EXERCISE:
Gather every line of the entries below that contains the string "building", copying each line in full. Case counts when matching.

MATERIAL PROVIDED:
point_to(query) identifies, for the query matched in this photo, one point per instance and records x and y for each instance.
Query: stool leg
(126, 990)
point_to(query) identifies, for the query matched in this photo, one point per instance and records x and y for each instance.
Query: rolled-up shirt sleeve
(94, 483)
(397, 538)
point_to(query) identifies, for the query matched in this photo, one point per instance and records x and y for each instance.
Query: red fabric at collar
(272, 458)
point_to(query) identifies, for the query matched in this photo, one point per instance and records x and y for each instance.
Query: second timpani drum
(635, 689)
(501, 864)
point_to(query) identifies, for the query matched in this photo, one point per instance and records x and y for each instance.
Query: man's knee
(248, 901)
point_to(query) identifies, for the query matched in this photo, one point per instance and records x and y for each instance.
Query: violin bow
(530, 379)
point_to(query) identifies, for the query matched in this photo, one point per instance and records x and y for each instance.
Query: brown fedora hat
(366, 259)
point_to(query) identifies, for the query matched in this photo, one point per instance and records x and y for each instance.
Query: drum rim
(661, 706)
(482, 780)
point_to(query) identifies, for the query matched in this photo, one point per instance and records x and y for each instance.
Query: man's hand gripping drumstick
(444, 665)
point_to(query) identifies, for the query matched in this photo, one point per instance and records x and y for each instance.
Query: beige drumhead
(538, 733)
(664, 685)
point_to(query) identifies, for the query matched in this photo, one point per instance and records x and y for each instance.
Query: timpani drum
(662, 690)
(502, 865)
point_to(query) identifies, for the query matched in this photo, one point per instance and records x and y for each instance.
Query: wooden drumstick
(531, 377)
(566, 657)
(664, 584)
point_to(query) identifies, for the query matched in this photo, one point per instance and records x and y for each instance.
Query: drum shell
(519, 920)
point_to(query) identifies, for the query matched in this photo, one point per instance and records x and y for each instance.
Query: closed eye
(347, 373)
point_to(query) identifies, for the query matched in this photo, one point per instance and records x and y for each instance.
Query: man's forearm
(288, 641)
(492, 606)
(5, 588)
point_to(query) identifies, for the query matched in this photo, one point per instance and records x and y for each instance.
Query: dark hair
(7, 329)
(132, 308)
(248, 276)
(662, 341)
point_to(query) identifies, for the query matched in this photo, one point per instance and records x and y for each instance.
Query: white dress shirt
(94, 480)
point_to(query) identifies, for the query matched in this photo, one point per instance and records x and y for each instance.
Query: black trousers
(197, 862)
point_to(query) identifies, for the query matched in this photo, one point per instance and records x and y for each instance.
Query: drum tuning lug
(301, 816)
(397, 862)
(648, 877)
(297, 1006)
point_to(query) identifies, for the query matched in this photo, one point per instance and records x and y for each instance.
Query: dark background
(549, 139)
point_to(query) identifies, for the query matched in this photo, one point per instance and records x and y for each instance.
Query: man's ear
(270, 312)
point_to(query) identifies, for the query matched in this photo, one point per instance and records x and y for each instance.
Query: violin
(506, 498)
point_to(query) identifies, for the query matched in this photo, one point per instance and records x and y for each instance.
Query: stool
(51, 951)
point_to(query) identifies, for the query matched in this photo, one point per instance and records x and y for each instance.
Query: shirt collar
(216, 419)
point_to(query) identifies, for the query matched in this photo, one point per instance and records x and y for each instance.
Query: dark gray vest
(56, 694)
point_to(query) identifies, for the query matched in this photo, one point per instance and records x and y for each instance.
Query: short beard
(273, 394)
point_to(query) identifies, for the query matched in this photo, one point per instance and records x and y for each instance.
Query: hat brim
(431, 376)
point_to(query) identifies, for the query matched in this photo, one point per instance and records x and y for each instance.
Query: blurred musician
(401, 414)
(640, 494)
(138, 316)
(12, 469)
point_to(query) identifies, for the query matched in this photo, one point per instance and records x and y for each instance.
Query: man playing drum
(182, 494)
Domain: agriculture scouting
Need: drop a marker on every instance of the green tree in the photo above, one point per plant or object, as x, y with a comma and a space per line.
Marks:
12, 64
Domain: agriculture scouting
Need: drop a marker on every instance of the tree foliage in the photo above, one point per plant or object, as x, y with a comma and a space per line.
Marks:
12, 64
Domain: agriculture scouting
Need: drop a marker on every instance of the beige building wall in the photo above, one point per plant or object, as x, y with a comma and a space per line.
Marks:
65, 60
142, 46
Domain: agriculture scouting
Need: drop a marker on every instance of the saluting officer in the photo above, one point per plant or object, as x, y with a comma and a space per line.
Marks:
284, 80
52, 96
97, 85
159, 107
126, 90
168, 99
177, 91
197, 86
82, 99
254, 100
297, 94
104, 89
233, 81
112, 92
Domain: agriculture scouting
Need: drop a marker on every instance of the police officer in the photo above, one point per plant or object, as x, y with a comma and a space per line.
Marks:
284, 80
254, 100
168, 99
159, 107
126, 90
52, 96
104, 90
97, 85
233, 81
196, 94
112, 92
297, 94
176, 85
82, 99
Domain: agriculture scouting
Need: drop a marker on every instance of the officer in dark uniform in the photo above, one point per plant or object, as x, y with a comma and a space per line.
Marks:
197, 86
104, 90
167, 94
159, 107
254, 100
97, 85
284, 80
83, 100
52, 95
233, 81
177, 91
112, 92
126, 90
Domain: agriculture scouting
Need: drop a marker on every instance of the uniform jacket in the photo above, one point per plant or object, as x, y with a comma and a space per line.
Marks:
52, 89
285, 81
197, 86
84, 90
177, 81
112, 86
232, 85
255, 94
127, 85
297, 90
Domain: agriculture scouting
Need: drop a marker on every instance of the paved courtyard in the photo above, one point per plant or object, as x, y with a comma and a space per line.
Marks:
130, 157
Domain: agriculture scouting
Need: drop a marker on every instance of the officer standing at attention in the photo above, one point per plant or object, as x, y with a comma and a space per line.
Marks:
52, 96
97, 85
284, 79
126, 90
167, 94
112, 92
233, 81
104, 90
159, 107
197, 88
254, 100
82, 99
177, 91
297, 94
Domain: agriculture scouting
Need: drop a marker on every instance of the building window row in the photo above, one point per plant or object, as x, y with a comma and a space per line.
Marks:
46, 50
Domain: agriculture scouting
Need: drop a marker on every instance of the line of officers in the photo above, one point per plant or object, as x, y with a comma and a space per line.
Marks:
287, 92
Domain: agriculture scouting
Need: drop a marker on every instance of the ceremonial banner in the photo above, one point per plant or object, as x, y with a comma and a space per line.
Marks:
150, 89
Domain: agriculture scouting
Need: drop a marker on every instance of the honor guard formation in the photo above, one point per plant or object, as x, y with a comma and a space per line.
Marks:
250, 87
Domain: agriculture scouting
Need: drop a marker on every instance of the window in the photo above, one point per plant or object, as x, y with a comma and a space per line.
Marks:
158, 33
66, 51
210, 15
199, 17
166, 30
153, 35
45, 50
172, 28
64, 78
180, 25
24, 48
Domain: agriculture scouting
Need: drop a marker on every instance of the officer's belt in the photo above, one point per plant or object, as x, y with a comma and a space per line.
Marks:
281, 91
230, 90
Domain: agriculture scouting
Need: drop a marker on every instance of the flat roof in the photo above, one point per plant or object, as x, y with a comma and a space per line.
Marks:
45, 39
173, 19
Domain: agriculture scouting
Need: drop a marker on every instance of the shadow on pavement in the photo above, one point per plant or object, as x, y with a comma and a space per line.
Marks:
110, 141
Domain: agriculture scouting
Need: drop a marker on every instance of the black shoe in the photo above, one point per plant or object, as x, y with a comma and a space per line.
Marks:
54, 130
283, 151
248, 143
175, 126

TASK RESPONSE:
Need: drop a marker on every instance of the beige building wall in the photo above, one point per plant or object, as x, y with a comma and a space per line.
Need: drop a marker on every instance of the building window row in the photo above, one point per plant or object, as x, y with a comma and a space per line.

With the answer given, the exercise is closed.